> _DOCUMENT SECTION_:

# 208V vs 240V heater elements



## joe cool (Jun 4, 2009)

Small restaurant customer bought a gently used electric smoker 120V/208V 24A 4-wire. His building is 120V/240V measured at 230V. What will happen? Tell him to take it back? Order 240V heating elements for it? Let her rip?


----------



## HARRY304E (Sep 15, 2010)

joe cool said:


> Small restaurant customer bought a gently used electric smoker 120V/208V 24A 4-wire. His building is 120V/240V measured at 230V. What will happen? Tell him to take it back? Order 240V heating elements for it? Let her rip?


4 wire is it 3 hots and a ground? 

Or 2 hots a neutral and a ground?

If it is 2 hots a neutral and a ground then the temperatures will be lower Than normal.


----------



## 480sparky (Sep 20, 2007)

Install a buck transformer.


----------



## joe cool (Jun 4, 2009)

HARRY304E said:


> 4 wire is it 3 hots and a ground?
> 
> Or 2 hots a neutral and a ground?
> 
> If it is 2 hots a neutral and a ground then the temperatures will be lower Than normal.


Single phase, 2 hots, neutral, ground. I assume a 120V lamp, timer, fan, something.




480sparky said:


> Install a buck transformer.


What will that cost? Cheaper than making him get the right equipment?


----------



## 480sparky (Sep 20, 2007)

joe cool said:


> ............What will that cost? Cheaper than making him get the right equipment?


Impossible for me to give you an answer.


----------



## erics37 (May 7, 2009)

joe cool said:


> What will that cost? Cheaper than making him get the right equipment?

> _REQUESTS_:
1. Update the heater elements thread, giving everything from "# 208V vs 240V" down to "(Sep 15, 2010)" again with "smoker" replaced by "oven".
2. Write the next part of the forum thread on 208V versus 240V heater elements, picking up after its last line.

> _DATA SUPPLIED_:
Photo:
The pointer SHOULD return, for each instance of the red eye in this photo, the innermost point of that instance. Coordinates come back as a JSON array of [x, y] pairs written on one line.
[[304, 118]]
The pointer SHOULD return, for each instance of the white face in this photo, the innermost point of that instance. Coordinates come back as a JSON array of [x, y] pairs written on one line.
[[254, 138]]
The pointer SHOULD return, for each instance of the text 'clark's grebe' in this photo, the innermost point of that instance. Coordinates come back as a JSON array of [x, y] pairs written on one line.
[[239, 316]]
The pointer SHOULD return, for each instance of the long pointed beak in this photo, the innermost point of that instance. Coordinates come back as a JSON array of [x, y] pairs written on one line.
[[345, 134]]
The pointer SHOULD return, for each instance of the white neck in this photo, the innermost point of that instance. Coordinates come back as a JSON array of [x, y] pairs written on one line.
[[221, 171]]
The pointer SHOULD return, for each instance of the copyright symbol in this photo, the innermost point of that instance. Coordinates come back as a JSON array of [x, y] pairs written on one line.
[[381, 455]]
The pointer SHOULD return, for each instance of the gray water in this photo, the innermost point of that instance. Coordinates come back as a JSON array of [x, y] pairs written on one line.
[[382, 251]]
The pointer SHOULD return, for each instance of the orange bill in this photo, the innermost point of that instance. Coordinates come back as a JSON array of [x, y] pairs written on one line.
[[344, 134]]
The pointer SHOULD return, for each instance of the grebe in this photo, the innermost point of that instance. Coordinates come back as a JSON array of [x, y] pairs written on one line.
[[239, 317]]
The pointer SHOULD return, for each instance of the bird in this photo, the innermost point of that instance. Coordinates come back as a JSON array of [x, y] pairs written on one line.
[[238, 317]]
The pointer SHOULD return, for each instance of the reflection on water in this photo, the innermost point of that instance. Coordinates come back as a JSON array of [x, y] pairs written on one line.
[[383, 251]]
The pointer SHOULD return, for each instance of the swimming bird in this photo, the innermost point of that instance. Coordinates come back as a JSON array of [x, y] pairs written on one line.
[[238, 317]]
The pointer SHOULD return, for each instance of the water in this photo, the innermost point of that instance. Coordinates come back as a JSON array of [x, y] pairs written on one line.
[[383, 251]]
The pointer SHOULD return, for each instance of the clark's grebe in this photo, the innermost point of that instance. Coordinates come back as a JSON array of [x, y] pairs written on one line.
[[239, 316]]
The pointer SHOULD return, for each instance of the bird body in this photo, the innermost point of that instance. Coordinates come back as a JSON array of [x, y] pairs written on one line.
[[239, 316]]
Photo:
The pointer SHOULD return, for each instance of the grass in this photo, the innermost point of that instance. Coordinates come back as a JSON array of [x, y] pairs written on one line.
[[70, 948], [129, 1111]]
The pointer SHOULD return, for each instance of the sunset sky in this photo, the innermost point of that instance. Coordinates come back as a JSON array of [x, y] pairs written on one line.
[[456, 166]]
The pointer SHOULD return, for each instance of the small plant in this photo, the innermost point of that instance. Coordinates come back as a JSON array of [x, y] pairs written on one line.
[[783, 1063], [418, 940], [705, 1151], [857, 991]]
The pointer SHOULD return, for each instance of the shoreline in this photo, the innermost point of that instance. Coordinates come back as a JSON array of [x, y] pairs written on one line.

> _ANSWERS BY TASK_:
1.
# 208V vs 240V heater elements



## joe cool (Jun 4, 2009)

Small restaurant customer bought a gently used electric oven 120V/208V 24A 4-wire. His building is 120V/240V measured at 230V. What will happen? Tell him to take it back? Order 240V heating elements for it? Let her rip?


----------



## HARRY304E (Sep 15, 2010)

2.
Between $100 and $200 maybe.

Check this out, it's a buck-boost transformer sizing chart from Acme Transformers. Pretty easy to figure out. Judging from that, you'd probably want a T-1-81052, which is a 750 VA buck-boost transformer. The Platt web page lists it at $233 or so, but if you've got a good relationship with the supply house you'll get it way cheaper than that.

http://www.platt.com/CutSheets/Acme%20Transformers/Buck-BoostTransformers.pdf


----------



## joe cool (Jun 4, 2009)

erics37 said:


> Between $100 and $200 maybe.
> 
> Check this out, it's a buck-boost transformer sizing chart from Acme Transformers. Pretty easy to figure out. Judging from that, you'd probably want a T-1-81052, which is a 750 VA buck-boost transformer. The Platt web page lists it at $233 or so, but if you've got a good relationship with the supply house you'll get it way cheaper than that.
> 
> http://www.platt.com/CutSheets/Acme Transformers/Buck-BoostTransformers.pdf


He got the 120/208 version of this 
http://www.southern-pride.com/_new/m/catalogs/Spec Sheet SC-200.pdf but should have got the 120/240. He bought it cheap and used. I am going to look into the materials cost of replacing the elements. Otherwise he can take it back, I don't want the responsibility of a transformer.

I thought it would burn up faster at 240V.


----------



## erics37 (May 7, 2009)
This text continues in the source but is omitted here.